**EXERCISES TO COMPLETE**
(A) Copy the discussion of unsafe code in Rust from "That's ... exactly" to "in the comment.".
(B) Carry on the discussion of unsafe code in Rust, starting right after its final line.

**GIVEN PASSAGE**
·····

I could give many more examples.

Most of these problems are fixable. They're not inherent in Rust. Fixing them is important to Rust's credibility. If Rust is going to replace C++, which it should, the holes have to be plugged. It only takes one hole to create a security vulnerability.

Denial is not a river in Egypt.

[1] https://news.ycombinator.com/item?id=12474445 [2] https://news.ycombinator.com/item?id=13670366


> which then turns up in the JSON decoder at (https://github.com/rust-lang-deprecated/rustc-serialize/blob...). There are no comments on the safety of that.

Maybe there's a reason it's in a repository labeled "deprecated", namely that it's deprecated. The replacement serialization framework, serde, has exactly one appearance of "unsafe", in a function that is only compiled when you explicitly enable the "unstable" feature flag and that in fact appears to be a reasonably safe use of unsafe.


The thing is, you cannot decide which crate someone will depend on, regardless how it is labeled.


But you can read the dependency list or even the code and decide whether to use it or not?


Not in the presence of binary dependencies.

Also the amount of CVEs in FOSS projects show that even the process of code review for patches isn't enough.


You mean, in projects written in languages that are unsafe from beginning to end rather than in small blocks?


I agree, just stating that plain code review isn't enough.

Those patches also come in small blocks.


> I once started going through the Rust library packages and listed uses of "unsafe". Try doing that.

That's ... exactly what I did? Talk about denial. I went through the libraries in my .cargo folder (which filters for libraries that actually get used, not just random libraries out there). I linked you to that audit in the comment.

Yes, libstd contains a lot more unsafe, but that's kind of the raison d'etre of libstd -- to contain OS-abstractions and very common internally-unsafe abstractions. It's better to have one unsafe implementation of Vec (in a library with a lot of eyeballs on it) than to have ten that the ecosystem relies on.

> which then turns up in the JSON decoder at

rustc-serialize is deprecated. It was deprecated before 1.0, and went into maintenance mode. It was still kinda-maintained because of the difficulty of using serde on stable, but now it's basically going to be full maintenance mode.

Also, that line is trivially safe to execute on untrusted input; `char` is utf8. Yes, a comment would be nice, but like I said, maintenance mode.

It is possible to do what that function does in safe Rust today, but it needs an API that probably didn't exist ~two years ago when that library was actually relevant. Fixing.

> The most downloaded Rust crate is "libc". What could possibly go wrong there? Was it really a good idea to import unsafe "strcpy" into Rust?

libc is just bindings (to everything in libc). You still need to use unsafe to call those functions (everything in `extern "C"` is unsafe to call even if not marked explicitly as such). This is not a valid example.

> A very small number of packages need unsafe code for those functions, and those should be tightly controlled.

which is pretty true already? The "partially initialized arrays" problem is generally handled by just using Vec. Yes, you need unsafe to write vec, but then you can just build things out of it.

Backlinks turn up rarely -- if perf isn't involved folks just use Weak safely, but otherwise people use petgraph or something.

> I could give many more examples.

·····

[Labeled region listing]
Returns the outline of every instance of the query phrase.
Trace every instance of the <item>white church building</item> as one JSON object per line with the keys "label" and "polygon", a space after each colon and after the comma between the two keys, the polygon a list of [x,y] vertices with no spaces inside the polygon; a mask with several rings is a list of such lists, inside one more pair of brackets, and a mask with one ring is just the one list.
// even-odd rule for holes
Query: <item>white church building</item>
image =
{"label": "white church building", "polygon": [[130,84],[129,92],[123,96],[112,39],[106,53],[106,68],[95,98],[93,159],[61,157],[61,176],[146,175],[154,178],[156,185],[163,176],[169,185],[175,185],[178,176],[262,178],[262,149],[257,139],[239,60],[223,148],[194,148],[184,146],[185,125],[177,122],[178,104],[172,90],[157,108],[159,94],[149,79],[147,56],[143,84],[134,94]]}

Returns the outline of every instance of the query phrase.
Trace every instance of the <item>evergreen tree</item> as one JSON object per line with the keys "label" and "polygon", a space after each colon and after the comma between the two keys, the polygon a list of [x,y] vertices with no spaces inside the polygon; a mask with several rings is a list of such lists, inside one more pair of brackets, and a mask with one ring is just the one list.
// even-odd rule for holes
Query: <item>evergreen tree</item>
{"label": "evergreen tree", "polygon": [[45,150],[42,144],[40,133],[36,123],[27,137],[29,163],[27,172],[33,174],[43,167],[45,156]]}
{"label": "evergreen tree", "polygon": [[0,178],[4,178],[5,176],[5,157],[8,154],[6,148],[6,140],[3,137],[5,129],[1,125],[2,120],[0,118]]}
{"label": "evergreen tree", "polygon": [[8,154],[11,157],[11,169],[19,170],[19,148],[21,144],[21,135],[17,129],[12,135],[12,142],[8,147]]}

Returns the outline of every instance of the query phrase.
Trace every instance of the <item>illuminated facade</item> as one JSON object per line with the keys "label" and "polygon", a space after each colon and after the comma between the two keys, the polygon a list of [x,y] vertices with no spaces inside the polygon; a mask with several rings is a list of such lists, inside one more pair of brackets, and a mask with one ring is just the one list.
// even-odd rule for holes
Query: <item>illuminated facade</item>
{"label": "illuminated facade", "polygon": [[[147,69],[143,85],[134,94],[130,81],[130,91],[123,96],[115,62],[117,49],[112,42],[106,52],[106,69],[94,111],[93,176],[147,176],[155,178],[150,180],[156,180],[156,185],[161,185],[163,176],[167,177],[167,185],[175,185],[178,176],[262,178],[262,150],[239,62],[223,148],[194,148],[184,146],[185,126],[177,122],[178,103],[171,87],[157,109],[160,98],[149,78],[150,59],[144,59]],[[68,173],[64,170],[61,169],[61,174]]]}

·····

**ANSWERS TO EACH TASK**
(A)
That's ... exactly what I did? Talk about denial. I went through the libraries in my .cargo folder (which filters for libraries that actually get used, not just random libraries out there). I linked you to that audit in the comment.

(B)
Go ahead then. You literally never have, and none of these examples are valid "unnecessary unsafe" for reasons I gave above. I did substantiate with an audit. I'm genuinely interested in finding places where we have too much unsafe code, because I'd like to avoid depending on those crates and/or fix them.

> Most of these problems are fixable. They're not inherent in Rust. Fixing them is important to Rust's credibility.

Sure. And folks are always looking to improve this. But this doesn't mean that there's some widespread problem of unsafe being used too much in Rust. I'm not denying that this shouldn't be improved, I'm denying your allegations that `"unsafe" turns up way too often`.


rustc-serialize is deprecated

It's the fourth most downloaded crate.[1] Somebody may have "deprecated" it, but the users aren't paying attention. It's not listed as "deprecated" on its own Cargo page.[2] There's a weak note about deprecation on its Github page, but users don't look there.[3] It has 2,950,353 downloads, probably because other crates are pulling it in.

Will it be in the new set of "approved" packages? Or will all the crates that use it be fixed?

Again, denial. Not seeing many links from the "everything is OK, don't need to look at this" crowd.

[1] https://crates.io/ [2] https://crates.io/crates/rustc-serialize [3] https://github.com/rust-lang-deprecated/rustc-serialize


> It's the fourth most downloaded crate.[1] Somebody may have "deprecated" it, but the users aren't paying attention.

The most downloaded stat appears to be for the most downloaded of all time. Considering the difficulty of using serde on stable until recently, it's not surprising that it has been downloaded so much and would continue to be as projects move away from it.

> It's not listed as "deprecated" on its own Cargo page.

This is true, however as you said the GitHub page and the docs page both mention that. Unless one already knows how to use the crate, they are probably going to check the docs and see the deprecation. Although having a deprecation notice on crates.io does seem prudent.

> Again, denial. Not seeing many links from the "everything is OK, don't need to look at this" crowd.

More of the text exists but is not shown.